**PROBLEM**
Transcribe all the data below exactly, leaving its pictures out.

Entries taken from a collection
---*---
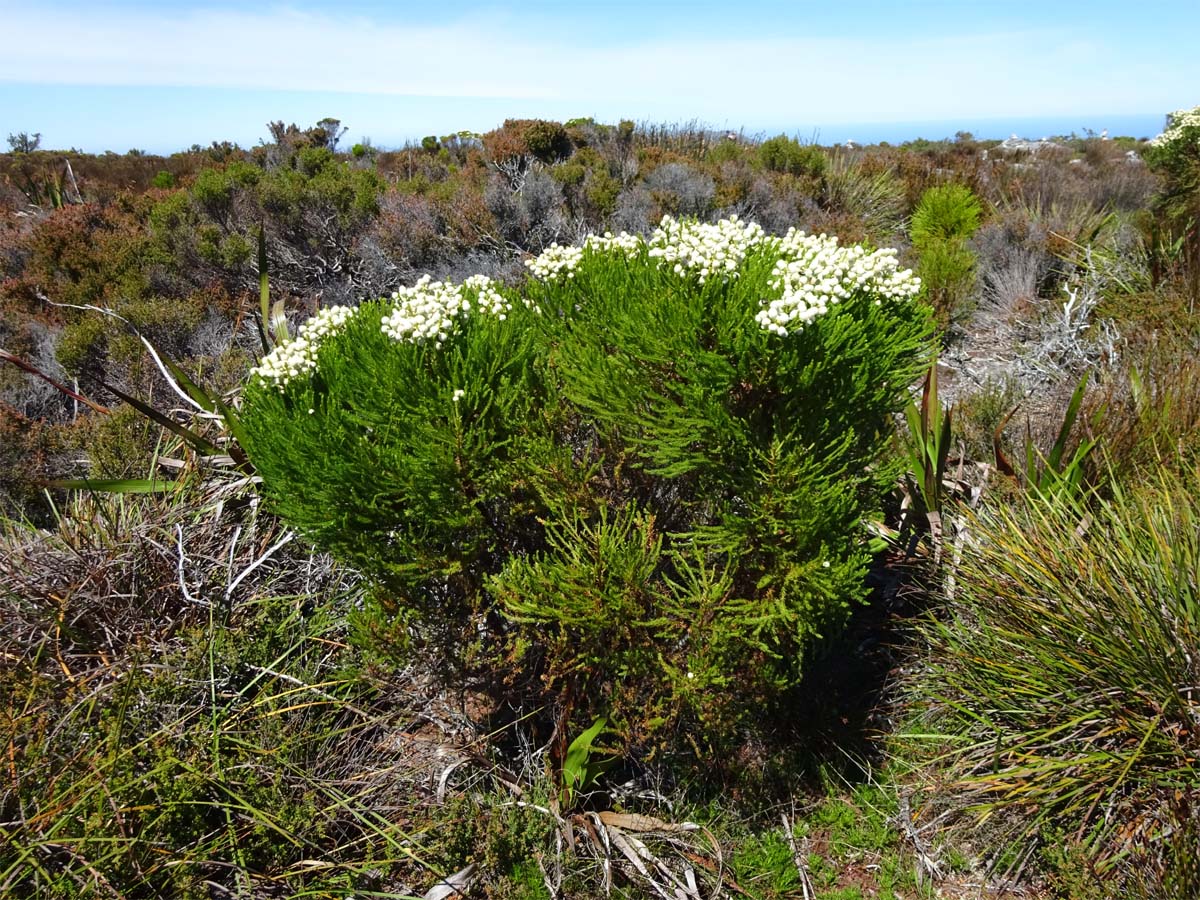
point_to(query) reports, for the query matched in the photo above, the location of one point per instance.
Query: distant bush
(790, 156)
(682, 191)
(1176, 153)
(631, 490)
(545, 141)
(946, 213)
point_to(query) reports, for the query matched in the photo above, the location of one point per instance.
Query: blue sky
(162, 76)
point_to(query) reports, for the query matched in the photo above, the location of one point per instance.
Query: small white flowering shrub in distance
(635, 487)
(1175, 154)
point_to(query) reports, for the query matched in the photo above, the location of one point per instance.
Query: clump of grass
(1060, 688)
(181, 715)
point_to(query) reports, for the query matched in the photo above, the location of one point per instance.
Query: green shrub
(946, 213)
(635, 490)
(1062, 678)
(942, 223)
(947, 271)
(790, 156)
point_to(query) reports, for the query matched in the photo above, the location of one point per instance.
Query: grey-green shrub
(635, 489)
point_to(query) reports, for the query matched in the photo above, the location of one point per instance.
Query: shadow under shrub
(633, 490)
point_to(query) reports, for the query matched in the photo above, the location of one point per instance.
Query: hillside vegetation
(582, 510)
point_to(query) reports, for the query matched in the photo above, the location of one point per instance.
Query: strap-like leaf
(198, 443)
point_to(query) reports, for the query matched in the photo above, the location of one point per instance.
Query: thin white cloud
(784, 78)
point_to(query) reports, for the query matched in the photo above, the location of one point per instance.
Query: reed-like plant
(634, 490)
(1061, 687)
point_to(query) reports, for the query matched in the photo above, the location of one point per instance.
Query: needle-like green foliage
(616, 493)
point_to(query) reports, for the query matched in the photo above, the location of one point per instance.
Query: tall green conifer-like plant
(631, 490)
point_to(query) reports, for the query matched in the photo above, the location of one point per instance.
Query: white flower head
(298, 357)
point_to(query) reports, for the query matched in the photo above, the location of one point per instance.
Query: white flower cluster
(429, 310)
(1177, 121)
(629, 245)
(299, 357)
(707, 251)
(814, 273)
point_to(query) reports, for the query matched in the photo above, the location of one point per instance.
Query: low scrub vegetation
(588, 510)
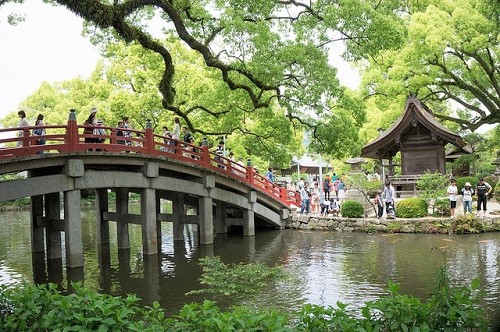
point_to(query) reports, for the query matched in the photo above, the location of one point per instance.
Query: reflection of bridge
(222, 192)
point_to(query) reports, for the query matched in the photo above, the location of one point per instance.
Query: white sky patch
(47, 46)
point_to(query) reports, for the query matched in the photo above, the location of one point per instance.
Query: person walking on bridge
(305, 196)
(483, 189)
(22, 123)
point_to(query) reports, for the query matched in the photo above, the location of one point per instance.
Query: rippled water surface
(324, 267)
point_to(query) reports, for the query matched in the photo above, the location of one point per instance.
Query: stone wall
(372, 225)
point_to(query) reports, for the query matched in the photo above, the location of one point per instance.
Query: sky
(48, 46)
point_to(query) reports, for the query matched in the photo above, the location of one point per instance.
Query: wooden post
(101, 206)
(148, 211)
(53, 236)
(250, 172)
(205, 153)
(149, 139)
(121, 225)
(37, 236)
(71, 139)
(73, 228)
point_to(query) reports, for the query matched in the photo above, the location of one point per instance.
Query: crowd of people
(95, 131)
(482, 190)
(312, 199)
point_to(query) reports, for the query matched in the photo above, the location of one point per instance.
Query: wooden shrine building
(421, 140)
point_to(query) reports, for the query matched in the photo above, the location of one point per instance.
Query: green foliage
(442, 207)
(237, 281)
(394, 226)
(44, 308)
(462, 180)
(412, 208)
(431, 186)
(467, 224)
(455, 308)
(448, 54)
(492, 180)
(352, 209)
(40, 308)
(207, 316)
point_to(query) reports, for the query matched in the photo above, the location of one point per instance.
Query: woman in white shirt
(452, 192)
(467, 193)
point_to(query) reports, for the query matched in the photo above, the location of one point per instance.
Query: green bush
(352, 209)
(462, 180)
(44, 308)
(442, 207)
(411, 208)
(492, 180)
(467, 224)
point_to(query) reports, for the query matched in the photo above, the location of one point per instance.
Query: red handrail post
(205, 154)
(72, 131)
(250, 172)
(149, 138)
(26, 137)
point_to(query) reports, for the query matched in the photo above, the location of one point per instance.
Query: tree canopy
(266, 61)
(451, 54)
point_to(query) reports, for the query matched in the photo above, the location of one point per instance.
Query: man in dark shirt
(482, 190)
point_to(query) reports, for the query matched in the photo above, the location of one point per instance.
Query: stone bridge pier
(211, 201)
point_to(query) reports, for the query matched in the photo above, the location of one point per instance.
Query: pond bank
(426, 225)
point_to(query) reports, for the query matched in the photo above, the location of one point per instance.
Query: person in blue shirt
(270, 175)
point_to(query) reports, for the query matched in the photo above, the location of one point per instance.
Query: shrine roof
(415, 113)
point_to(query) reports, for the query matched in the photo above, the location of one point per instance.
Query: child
(334, 207)
(325, 207)
(452, 192)
(467, 193)
(379, 203)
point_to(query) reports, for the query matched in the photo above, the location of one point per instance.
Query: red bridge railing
(19, 142)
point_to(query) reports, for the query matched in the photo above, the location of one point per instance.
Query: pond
(325, 267)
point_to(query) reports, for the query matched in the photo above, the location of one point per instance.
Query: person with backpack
(467, 193)
(388, 195)
(326, 188)
(39, 131)
(483, 189)
(305, 196)
(452, 193)
(379, 202)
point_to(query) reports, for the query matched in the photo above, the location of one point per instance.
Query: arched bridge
(205, 189)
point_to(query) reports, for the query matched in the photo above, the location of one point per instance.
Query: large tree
(272, 55)
(450, 60)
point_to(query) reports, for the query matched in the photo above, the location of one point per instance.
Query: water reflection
(324, 267)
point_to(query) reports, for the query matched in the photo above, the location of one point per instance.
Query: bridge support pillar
(37, 238)
(101, 206)
(52, 234)
(248, 223)
(73, 229)
(206, 223)
(148, 211)
(158, 222)
(249, 215)
(177, 211)
(121, 224)
(220, 218)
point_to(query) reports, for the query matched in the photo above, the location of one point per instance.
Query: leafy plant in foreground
(237, 281)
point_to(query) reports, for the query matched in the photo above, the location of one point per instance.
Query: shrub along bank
(468, 224)
(44, 308)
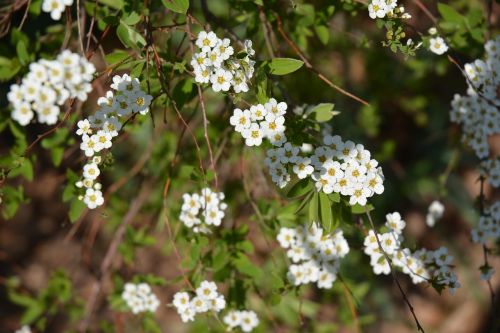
---*---
**SOLUTION**
point_to(query) reports, for the query matched in the photo above, the location of one point per instance.
Query: distant bush
(790, 156)
(682, 191)
(1176, 153)
(631, 490)
(545, 141)
(946, 213)
point_to(query) reports, for the query matched in the photo above, the location of one point per instance.
Query: blue sky
(162, 76)
point_to(query) reports, for the query matched in the photo above, the location of one point per instance.
Query: small white flowering shrub in distance
(635, 487)
(1175, 154)
point_to(query) reports, for the query matched in the photo above, the location of one point per instance.
Query: clump of grass
(1060, 688)
(181, 715)
point_to(query) reports, for the query matched in the photo above, the location of one point per instance.
Query: green shrub
(946, 213)
(635, 490)
(1062, 678)
(942, 223)
(947, 271)
(790, 156)
point_to(query) reports, for the query matched in the photo above, the location of one point per instance.
Query: grey-green shrub
(635, 489)
point_to(query) reports, for the query matched in the photo above, the location of one point per instance.
Query: shadow under shrub
(633, 490)
point_to(query) reports, for the query matched in the photo above, the location of one point per instance.
Query: hillside vegetation
(582, 510)
point_to(query) reports, for the query matched in the photo above, the location of one point per instance.
Query: strap-like leaf
(198, 443)
point_to(query) reports, for the query matched in the photo above, the location of one point per instance.
Query: thin white cloud
(784, 78)
point_to(query) reports, for the query matched in the photo above, the location of one point per instance.
Query: reed-like plant
(634, 490)
(1061, 687)
point_to(query) reports, for the query matched in the photo above, the location of one point per instance.
Query: needle-like green foliage
(616, 493)
point_to(query) reports, for the query matched in the photo above, the location of one point per instance.
Query: tall green conifer-like plant
(631, 490)
point_to(query) reports, for the query matched in the photo above, the location of one point per instance.
Query: white flower head
(298, 357)
point_to(query) reports, for the query matched in the photo above, the location of one point per instance.
Query: white flower cluster
(429, 310)
(1177, 121)
(629, 245)
(299, 357)
(707, 251)
(814, 273)
point_to(query) reports, for the query matched in the photo above, the location of one point per instance.
Query: low scrub vegetation
(588, 510)
point_to(query) reports, for the query matched in the photo above, the location of one point per instance.
Query: reflection of bridge
(222, 192)
point_to(query) reports, for the query matched in the photo above, the location of one point per instance.
Query: white sky patch
(47, 46)
point_to(query) reports, for the query matched in the photo above, the location of one point per instance.
Query: person walking on bridge
(305, 196)
(483, 189)
(22, 123)
point_to(query) reports, for the query matched in the photo above, the location of one point per instance.
Query: rippled water surface
(324, 267)
point_to(query) reports, for the query matched in the photo above, the location of one point per instance.
Query: stone wall
(372, 225)
point_to(query) reports, for the query matched in the photo above, the location of one point per instance.
Query: sky
(48, 46)
point_to(query) reports, for the query matched in the photo above, the location of one point per instance.
Query: wooden post
(101, 206)
(148, 211)
(53, 236)
(250, 172)
(205, 153)
(149, 139)
(121, 225)
(37, 236)
(71, 139)
(73, 228)
point_to(query) reports, for the query matched in the photo above, the location of one point per instance.
Query: crowd of people
(95, 131)
(482, 190)
(312, 199)
point_to(query) reports, for the query matched in the photo above, the location of one point per instance.
Query: wooden shrine building
(421, 140)
point_to(query) reports, for the query matched in the photo above, the location of one point per instance.
Query: green foliage
(442, 207)
(237, 281)
(394, 226)
(44, 308)
(462, 180)
(412, 208)
(431, 186)
(467, 224)
(455, 308)
(448, 54)
(492, 180)
(352, 209)
(40, 308)
(207, 316)
point_to(query) reports, for the query matched in the photo above, the location of one point per instance.
Query: woman in white shirt
(452, 192)
(467, 193)
point_to(query) reports, for the query matched in the photo above, the location of one point per instance.
Query: green bush
(352, 209)
(462, 180)
(44, 308)
(442, 207)
(411, 208)
(492, 180)
(467, 224)
point_to(query) reports, for the query matched in the photo above, the location of one point per instance.
Query: red handrail post
(205, 154)
(72, 131)
(250, 172)
(149, 138)
(26, 137)
point_to(query) reports, for the query matched in the photo above, the location of one point per instance.
Query: tree canopy
(266, 61)
(451, 54)
point_to(query) reports, for the query matched in the photo above, the location of one point per instance.
Query: man in dark shirt
(482, 190)
point_to(query) reports, for the query matched in the photo above, the location of one point per instance.
Query: stone bridge pier
(211, 201)
point_to(query) reports, for the query matched in the photo above, the location of one point per instance.
Query: pond bank
(426, 225)
point_to(query) reports, for the query matched in the photo above, the location of one point per instance.
Query: person in blue shirt
(270, 175)
point_to(query) reports, for the query matched in the photo above, the location of one point per instance.
Query: shrine roof
(415, 113)
point_to(query) reports, for the query matched in the photo above, the location of one point per instance.
Query: child
(334, 207)
(325, 207)
(452, 192)
(467, 193)
(379, 203)
point_to(query) reports, for the query matched in the photo above, the location of one point per instance.
Query: red bridge railing
(19, 142)
point_to(query) reports, for the query matched in the photo above, the location of one point per instance.
Query: pond
(325, 267)
point_to(query) reports, for the query matched in the photo above, the location of one point per instance.
Query: person with backpack
(467, 193)
(388, 195)
(326, 188)
(39, 131)
(483, 189)
(305, 196)
(452, 193)
(379, 202)
point_to(query) reports, for the query matched in the photo above, the location of one point per instance.
Query: arched bridge
(205, 189)
point_to(query) reports, for the query matched in the photo above, the location of one point per instance.
Query: large tree
(272, 55)
(450, 60)
point_to(query) reports, for the query matched in the photo above, the location of one point per instance.
Query: water reflection
(324, 267)
point_to(query) reports, for the query matched in the photo above, the location of one point per instance.
Query: bridge support pillar
(37, 238)
(101, 206)
(52, 234)
(248, 223)
(73, 229)
(206, 223)
(148, 211)
(158, 222)
(249, 215)
(177, 211)
(121, 224)
(220, 218)
point_to(query) reports, for the query matched in the photo above, the location of one point per instance.
Query: leafy plant in foreground
(237, 281)
point_to(query) reports, for the query matched in the photo above, the location of one point per instance.
Query: shrub along bank
(468, 224)
(44, 308)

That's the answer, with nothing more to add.